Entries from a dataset
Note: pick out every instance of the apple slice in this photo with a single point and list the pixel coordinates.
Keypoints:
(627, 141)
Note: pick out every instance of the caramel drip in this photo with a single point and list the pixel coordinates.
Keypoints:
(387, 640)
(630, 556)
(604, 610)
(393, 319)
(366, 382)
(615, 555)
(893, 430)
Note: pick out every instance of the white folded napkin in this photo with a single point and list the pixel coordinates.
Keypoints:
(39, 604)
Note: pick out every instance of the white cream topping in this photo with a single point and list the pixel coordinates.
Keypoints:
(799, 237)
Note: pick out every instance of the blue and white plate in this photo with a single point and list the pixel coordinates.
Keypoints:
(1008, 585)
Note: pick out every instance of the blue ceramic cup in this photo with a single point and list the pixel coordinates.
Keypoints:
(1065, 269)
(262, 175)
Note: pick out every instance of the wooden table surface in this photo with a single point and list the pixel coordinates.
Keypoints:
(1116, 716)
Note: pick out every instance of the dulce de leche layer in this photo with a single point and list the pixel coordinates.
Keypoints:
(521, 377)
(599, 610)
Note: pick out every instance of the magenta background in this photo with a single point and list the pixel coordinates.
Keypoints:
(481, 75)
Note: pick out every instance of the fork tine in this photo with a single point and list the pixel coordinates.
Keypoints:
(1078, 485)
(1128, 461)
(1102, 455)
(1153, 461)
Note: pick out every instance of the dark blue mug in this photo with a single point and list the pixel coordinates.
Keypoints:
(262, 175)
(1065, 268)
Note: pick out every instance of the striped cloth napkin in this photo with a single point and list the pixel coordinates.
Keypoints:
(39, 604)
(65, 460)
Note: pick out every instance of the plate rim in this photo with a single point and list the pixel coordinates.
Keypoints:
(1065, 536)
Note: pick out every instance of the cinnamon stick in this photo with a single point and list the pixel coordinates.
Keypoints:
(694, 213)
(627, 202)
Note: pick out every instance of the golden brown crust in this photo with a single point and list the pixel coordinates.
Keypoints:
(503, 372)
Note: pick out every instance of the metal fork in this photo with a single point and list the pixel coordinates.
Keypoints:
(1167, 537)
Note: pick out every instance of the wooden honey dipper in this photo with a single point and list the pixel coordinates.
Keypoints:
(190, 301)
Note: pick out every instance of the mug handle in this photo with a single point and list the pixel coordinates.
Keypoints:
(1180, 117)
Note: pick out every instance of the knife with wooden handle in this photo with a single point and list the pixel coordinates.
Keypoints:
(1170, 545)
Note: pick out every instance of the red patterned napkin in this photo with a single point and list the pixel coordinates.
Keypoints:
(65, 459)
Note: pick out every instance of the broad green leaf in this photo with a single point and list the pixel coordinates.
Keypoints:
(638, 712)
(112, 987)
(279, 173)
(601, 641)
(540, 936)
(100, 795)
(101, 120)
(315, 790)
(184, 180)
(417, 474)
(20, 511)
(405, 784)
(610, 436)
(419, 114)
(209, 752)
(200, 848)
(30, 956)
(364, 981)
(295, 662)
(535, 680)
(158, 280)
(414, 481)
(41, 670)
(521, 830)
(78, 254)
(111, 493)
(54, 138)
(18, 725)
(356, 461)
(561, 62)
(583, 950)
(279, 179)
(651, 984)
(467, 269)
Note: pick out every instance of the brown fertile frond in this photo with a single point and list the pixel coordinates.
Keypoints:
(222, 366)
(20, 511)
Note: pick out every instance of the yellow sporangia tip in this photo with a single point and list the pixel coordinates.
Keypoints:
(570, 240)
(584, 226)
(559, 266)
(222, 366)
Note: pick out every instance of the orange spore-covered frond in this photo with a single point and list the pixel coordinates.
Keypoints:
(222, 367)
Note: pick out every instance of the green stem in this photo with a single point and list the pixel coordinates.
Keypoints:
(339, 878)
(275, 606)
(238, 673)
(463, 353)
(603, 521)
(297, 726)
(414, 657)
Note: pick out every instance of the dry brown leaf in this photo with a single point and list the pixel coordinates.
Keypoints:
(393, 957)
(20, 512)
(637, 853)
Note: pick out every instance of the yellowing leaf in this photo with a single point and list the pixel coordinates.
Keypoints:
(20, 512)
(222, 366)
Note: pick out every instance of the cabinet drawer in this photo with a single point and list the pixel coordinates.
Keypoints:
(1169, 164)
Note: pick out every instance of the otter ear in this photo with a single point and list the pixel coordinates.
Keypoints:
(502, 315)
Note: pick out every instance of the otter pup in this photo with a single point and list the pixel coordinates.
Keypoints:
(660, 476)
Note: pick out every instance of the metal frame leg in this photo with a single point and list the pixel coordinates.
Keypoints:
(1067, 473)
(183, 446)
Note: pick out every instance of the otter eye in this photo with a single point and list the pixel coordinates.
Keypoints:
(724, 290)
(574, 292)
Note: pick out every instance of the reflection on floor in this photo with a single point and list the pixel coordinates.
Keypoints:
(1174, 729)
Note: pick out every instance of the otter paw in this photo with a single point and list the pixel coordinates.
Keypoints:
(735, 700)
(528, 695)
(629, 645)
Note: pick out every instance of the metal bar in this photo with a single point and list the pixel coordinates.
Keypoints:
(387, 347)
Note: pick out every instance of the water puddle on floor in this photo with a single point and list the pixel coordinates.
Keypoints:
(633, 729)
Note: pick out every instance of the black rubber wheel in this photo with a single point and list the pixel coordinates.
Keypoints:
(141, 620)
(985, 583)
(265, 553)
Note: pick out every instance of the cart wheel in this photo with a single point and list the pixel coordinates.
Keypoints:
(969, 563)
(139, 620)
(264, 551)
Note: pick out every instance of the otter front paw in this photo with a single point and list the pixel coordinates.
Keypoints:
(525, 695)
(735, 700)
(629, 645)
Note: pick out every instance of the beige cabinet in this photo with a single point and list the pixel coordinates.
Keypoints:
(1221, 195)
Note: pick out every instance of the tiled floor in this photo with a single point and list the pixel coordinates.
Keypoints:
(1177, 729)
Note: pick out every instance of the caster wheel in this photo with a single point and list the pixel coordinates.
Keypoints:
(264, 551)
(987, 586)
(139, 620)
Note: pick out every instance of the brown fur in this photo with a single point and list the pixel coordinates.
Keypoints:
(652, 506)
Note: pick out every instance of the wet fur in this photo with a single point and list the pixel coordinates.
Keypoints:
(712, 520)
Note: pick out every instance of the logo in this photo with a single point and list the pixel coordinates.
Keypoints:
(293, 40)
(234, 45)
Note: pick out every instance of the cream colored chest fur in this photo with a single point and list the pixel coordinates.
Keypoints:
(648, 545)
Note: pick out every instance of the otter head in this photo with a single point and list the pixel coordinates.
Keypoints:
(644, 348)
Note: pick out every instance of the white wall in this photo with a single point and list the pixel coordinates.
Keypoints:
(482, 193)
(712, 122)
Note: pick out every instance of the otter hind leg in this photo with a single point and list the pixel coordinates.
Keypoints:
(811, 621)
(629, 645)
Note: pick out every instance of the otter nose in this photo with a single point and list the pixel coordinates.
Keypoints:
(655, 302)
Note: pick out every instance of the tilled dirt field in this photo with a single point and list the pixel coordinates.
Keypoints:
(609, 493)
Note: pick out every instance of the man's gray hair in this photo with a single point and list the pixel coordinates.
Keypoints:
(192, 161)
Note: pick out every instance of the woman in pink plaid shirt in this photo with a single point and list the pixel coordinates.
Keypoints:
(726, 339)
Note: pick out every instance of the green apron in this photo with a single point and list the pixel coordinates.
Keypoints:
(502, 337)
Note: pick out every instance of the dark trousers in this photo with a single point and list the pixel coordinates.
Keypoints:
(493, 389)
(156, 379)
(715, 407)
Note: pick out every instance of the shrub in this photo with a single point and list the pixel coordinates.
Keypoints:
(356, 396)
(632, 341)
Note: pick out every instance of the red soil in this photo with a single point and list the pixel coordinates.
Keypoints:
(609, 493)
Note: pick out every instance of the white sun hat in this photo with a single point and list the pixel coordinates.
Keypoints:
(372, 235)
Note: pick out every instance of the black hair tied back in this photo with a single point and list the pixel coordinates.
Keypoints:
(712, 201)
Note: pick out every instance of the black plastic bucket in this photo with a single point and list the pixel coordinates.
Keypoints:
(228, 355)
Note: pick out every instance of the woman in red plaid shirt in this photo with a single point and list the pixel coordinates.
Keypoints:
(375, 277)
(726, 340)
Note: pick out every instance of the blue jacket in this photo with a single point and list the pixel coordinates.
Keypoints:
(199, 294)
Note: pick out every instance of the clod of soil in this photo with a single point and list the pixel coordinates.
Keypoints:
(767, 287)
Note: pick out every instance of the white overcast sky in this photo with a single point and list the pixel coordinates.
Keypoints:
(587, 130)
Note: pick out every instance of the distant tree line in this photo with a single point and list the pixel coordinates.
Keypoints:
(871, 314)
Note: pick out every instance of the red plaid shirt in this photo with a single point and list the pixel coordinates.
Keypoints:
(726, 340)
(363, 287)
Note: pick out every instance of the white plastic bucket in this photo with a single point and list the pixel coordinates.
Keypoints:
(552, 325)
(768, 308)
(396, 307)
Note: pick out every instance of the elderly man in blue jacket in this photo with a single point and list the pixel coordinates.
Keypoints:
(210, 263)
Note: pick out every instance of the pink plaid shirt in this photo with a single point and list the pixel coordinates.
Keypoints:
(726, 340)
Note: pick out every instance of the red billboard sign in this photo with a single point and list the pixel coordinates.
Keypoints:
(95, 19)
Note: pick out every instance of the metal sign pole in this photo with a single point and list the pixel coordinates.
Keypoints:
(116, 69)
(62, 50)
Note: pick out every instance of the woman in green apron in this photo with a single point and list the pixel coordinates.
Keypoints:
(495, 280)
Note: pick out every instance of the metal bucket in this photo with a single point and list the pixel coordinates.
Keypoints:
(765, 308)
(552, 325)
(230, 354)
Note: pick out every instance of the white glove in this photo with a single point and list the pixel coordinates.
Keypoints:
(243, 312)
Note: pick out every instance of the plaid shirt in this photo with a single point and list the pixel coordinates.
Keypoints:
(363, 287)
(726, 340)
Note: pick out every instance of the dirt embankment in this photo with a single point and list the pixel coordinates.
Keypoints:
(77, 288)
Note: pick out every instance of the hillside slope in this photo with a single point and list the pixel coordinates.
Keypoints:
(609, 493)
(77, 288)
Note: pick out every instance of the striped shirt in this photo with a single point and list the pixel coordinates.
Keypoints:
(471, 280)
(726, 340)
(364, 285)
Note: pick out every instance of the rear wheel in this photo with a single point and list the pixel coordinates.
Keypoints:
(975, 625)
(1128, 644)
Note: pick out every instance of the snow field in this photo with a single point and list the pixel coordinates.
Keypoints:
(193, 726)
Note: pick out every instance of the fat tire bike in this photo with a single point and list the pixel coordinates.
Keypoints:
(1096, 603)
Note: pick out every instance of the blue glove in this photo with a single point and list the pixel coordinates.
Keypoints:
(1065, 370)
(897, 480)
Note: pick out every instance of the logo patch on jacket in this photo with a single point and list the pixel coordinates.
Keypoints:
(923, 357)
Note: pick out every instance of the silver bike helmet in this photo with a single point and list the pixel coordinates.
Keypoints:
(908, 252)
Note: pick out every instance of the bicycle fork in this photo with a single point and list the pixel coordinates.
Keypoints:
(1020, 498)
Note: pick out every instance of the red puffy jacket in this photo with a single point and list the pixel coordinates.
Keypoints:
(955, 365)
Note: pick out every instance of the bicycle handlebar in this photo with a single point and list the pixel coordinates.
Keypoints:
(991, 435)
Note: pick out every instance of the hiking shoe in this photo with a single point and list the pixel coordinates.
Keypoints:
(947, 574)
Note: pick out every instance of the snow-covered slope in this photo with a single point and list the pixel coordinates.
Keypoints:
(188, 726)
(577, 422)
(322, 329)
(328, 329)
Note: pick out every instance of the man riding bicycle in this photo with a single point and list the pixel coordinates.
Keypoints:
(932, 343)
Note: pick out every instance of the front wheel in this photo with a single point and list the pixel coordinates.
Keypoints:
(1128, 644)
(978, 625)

__DIRECTIONS FOR THIS TASK__: Scale the stretch from the start of the listing through the line containing "(1116, 716)", writing out every line again with the requests unchanged. Multiply each coordinate in the answers by 2 and round to whole numbers, with halves rounded up.

__RESPONSE TO THIS EXERCISE__:
Note: pick out every instance of the apple slice in this photo with a single point and list the pixel coordinates.
Keypoints:
(1254, 282)
Note: pick out every instance of the caramel drip in this photo with a single point and list the pixel coordinates.
Keypoints:
(774, 1280)
(1260, 1112)
(1208, 1220)
(786, 638)
(732, 764)
(1230, 1110)
(1786, 860)
Note: pick out every instance of the white folded napkin in this photo with a single point and list the pixel coordinates.
Keypoints:
(78, 1208)
Note: pick out every instance of the white cream topping in this photo with a single point and list the pixel coordinates.
Keypoints:
(1598, 474)
Note: pick out every instance of the blue and white plate in this photo with a single point and list the pixel coordinates.
Keypoints:
(2016, 1170)
Note: pick out every instance of the blue ceramic cup in this photo with a single point and list the pixel coordinates.
Keypoints:
(2130, 538)
(524, 350)
Note: pick out every instance of the wooden table surface in this photo with a single point and list the pixel coordinates.
Keypoints:
(2232, 1432)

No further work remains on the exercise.